Source document:
I know you are always interested in Lions activities relative to WTC events. I received a call from Marty Grossman asking if I was available on Sunday morning June 30 at 8am to be at Shea stadium parking lot . At that time 2 busses would be loading 90 people to go to camp sunshine for the week.

Fortunately I was available and at 8am I was there to meet the busses and the families. I helped to get their luggage aboard and get them settled as well as supplying the busses with water and snacks that I purchased the night before. It took several cell phone calls to track down 2 late arrivals but at 9 am the busses departed for Camp Sunshine for what I am sure will be a great experience for all.

I did wear my Lions hat and vest so our Association was very visible. From

what I was told a similar bus arrangement was leaving from N.J with other families. I am sure Marty can put a cap on this story for he is at the camp waiting the arrival of the families.

SYIL

Jack Weber PID

 

July 3, 2002 Portland Herald Press article, re: Camp Sunshine

Healing sunshine

By DAVID CONNERTY-MARIN, Portland Press Herald Writer

Copyright © 2002 Blethen Maine Newspapers Inc.

CASCO — Jennifer Jacobs keeps forgetting to put out the garbage. Like so many details that have changed in her life since her husband died in the World

Trade Center's south tower on Sept. 11, she is now responsible for that one, too. "I've had neighbors nice enough to call me to remind me it was garbage day," said Jacobs, of Randolph, N.J. She's also had to take care of a leak in the basement and a piece of roof that fell off.

Jacobs is sitting on the second-floor balcony outside her room at Camp Sunshine, under tall pines. Her 20-month-old daughter Zoe is napping inside.

She and 27 other mothers and one father and all their children are here for a week to be pampered and to have fun, to let someone else take care of the children, to breathe and grieve freely, away from the daily harangue of post-Sept. 11 coverage that will not quit.

And for an opportunity to face their changed lives with the only people who can understand what they're going through - others who know what it's like to lose a spouse or father for no other reason than that they went to work that morning.

Questions:
a. Update the Camp Sunshine text by rewriting the part that opens with the words containing "Jacobs is sitting" and closes with "will not quit.". Put "tall maples" in place of "tall pines".
b. Summarize the Camp Sunshine text in two sentences.
c. Resume the Camp Sunshine text from where it stops.

Listed records:
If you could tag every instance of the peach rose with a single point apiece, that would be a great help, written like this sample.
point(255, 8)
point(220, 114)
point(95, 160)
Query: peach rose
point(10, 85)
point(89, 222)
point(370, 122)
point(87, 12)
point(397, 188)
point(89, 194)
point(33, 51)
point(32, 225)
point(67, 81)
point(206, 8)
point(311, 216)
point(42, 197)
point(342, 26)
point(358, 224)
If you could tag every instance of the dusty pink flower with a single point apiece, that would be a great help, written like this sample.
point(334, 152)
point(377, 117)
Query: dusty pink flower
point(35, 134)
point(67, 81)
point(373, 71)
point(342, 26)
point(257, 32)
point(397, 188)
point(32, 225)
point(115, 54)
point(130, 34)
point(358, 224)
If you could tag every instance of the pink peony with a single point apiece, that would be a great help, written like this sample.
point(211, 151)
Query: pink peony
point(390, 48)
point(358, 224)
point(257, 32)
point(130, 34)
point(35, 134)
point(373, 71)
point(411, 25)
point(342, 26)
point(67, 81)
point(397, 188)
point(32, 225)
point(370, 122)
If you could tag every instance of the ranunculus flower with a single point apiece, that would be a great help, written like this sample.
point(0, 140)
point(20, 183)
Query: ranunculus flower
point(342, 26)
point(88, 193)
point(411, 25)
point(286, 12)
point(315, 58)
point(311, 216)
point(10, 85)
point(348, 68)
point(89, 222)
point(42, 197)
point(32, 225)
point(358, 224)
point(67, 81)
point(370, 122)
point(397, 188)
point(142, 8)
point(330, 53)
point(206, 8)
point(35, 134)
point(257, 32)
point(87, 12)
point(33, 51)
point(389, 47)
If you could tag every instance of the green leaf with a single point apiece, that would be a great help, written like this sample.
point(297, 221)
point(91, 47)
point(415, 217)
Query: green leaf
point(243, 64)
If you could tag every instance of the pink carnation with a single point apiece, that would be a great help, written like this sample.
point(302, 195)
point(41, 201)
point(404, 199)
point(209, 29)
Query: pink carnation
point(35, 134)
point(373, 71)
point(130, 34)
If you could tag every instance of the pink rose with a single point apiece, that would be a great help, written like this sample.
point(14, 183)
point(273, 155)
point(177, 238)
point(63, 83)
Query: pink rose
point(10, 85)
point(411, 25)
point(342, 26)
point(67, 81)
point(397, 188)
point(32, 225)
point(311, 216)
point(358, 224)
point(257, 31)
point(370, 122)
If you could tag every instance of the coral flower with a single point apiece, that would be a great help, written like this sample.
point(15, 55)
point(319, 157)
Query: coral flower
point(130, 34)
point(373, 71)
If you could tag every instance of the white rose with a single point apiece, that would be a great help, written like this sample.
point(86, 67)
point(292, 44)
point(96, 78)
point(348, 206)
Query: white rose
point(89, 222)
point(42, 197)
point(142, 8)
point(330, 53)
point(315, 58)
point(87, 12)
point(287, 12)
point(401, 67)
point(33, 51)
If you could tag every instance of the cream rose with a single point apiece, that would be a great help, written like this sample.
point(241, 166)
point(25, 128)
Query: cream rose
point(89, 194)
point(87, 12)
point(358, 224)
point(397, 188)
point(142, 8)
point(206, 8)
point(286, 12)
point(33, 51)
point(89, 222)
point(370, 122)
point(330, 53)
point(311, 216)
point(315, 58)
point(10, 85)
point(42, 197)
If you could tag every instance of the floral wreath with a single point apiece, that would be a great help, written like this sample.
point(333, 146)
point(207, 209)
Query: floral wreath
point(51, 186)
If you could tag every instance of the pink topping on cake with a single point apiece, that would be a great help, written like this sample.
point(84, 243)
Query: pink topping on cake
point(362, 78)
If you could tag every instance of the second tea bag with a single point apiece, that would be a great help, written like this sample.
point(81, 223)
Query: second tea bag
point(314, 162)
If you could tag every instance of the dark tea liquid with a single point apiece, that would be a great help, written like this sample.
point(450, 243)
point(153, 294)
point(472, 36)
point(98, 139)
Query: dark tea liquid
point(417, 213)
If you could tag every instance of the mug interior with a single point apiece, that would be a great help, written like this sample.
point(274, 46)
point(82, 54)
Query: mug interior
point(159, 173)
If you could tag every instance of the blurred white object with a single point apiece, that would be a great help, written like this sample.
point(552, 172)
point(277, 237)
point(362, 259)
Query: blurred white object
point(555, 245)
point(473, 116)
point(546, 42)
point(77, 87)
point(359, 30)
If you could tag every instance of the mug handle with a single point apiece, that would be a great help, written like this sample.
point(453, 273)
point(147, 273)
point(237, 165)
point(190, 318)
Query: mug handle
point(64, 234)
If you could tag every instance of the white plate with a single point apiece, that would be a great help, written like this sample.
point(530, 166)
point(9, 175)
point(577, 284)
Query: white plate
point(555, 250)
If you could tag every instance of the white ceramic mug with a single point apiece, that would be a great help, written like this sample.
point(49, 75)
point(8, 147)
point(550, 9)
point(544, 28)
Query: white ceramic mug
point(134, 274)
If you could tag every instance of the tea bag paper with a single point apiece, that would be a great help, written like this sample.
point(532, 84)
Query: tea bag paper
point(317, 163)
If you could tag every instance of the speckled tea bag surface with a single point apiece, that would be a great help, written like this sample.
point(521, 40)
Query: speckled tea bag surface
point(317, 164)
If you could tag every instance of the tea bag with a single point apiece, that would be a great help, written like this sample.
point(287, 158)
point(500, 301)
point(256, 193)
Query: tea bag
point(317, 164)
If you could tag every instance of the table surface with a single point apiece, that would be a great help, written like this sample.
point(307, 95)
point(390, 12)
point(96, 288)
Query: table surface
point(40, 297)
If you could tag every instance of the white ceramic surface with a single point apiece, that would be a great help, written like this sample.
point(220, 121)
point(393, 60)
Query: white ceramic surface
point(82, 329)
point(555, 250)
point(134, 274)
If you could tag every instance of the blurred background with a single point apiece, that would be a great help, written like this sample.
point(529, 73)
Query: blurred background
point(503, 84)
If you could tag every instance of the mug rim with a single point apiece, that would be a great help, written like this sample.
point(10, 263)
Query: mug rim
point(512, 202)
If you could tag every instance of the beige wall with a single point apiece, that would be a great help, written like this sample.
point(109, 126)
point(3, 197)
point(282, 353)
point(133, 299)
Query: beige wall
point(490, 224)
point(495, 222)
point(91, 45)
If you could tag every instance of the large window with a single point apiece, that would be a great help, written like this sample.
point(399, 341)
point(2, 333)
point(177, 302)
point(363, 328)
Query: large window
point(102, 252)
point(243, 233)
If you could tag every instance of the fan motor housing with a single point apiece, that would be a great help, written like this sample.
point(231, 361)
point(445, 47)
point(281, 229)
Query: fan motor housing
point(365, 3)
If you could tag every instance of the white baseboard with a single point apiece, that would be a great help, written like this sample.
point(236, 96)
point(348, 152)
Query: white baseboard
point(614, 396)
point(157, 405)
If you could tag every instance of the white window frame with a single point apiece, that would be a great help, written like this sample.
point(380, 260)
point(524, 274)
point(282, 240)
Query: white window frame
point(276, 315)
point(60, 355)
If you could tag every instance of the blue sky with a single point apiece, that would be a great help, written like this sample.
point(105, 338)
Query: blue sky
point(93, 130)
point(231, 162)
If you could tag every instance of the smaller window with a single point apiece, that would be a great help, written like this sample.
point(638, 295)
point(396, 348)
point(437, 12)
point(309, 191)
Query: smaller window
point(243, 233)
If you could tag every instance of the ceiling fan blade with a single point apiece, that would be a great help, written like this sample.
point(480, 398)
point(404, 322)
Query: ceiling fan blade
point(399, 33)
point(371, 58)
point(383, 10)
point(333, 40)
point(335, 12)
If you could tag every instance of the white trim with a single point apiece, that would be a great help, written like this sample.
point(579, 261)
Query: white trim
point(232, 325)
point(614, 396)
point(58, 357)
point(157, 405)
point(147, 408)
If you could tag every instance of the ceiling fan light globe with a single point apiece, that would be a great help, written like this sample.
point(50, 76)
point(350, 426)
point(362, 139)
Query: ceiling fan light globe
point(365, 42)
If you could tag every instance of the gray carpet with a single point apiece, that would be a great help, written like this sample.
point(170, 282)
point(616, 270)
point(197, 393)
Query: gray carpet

Your written answers:
a.
Jacobs is sitting on the second-floor balcony outside her room at Camp Sunshine, under tall maples. Her 20-month-old daughter Zoe is napping inside.

She and 27 other mothers and one father and all their children are here for a week to be pampered and to have fun, to let someone else take care of the children, to breathe and grieve freely, away from the daily harangue of post-Sept. 11 coverage that will not quit.

b. Jack Weber met two buses at the Shea Stadium parking lot on June 30 and helped load 90 people for a week at Camp Sunshine, and a similar bus was leaving from N.J. with other families. A Portland Press Herald article describes Jennifer Jacobs, whose husband died in the World Trade Center's south tower on Sept. 11, and the 27 other mothers and one father who brought their children to the camp to be pampered, grieve freely and share the week with others who had lost a spouse or father.

c.
The camp, which has built a national reputation over 18 years by taking care of the families of children with life-threatening diseases, looks different this week. For one, the parents are almost exclusively women. And for another, the children look healthy.

"During cancer week, you can see kids with bald heads," said Matt Hoidal, the camp's executive director. "It's obvious, it's in your face."

The differences largely end there. Hoidal and the many volunteers who serve here say these are families in crisis, and their needs are the same.

"This is something we do all the time," said Marty Grossman, a 14-year veteran volunteer and now a member of the camp's board of directors. "We are experienced in dealing with disaster."

Grossman, who lives in Hillsdale, N.J., went to various survivors' groups in New York and New Jersey during the spring to promote the weeklong camp experience.

He went to a widows' group in Basking Ridge, N.J., and told them about the program. "We just talked and talked and talked," he said. "And I cried and they cried." There were 30 women, and seven decided to attend with their children.

But for many, it was a hard sell. The American Camping Association offered 800 free slots to kids of Sept. 11 families, but only filled 125 of them.

"I went everywhere," Grossman said. "With 3,000 families, only 28 are attending. They're not ready to go. Many are just not ready to go."

Jacobs was ready.

"I'm trying to do what I can to put my life back in order," she said. "We had our direction, our goals, our path, and now that's shifted and I have to figure out what the new one is."

Nancy Yambem was also ready. She lives in Beacon, N.Y., more than an hour north of New York City. Like other widows here who gained a sort of instant celebrity they never desired, she graciously answers the questions she has been answering over and over for nine months.

Her husband was a banquet manager at Windows on the World, the elegant restaurant atop One World Trade Center. He was there that day in charge of a daylong corporate banquet.

Father's Day, birthdays and Thanksgiving are hard for the families, but everyday life can be as grueling, they say.

"A lot of people say, 'You're so strong,' " said Yambem. "You feel yourself you'd never be able to handle something like this. You're forced to go through the normal cycle of keeping the kids going."

Her son Santi (pronounced Shanti) started kindergarten this year. He needs breakfast and to go to school. He needs his mother to be there for him.

She used to work full time an hour from her home. But since her husband died, she has had to take on the responsibilities of both parents - yardwork, paperwork, bills.

"I've learned to ask for help. I have no family locally. I have learned to hire people to do some of the work," she said.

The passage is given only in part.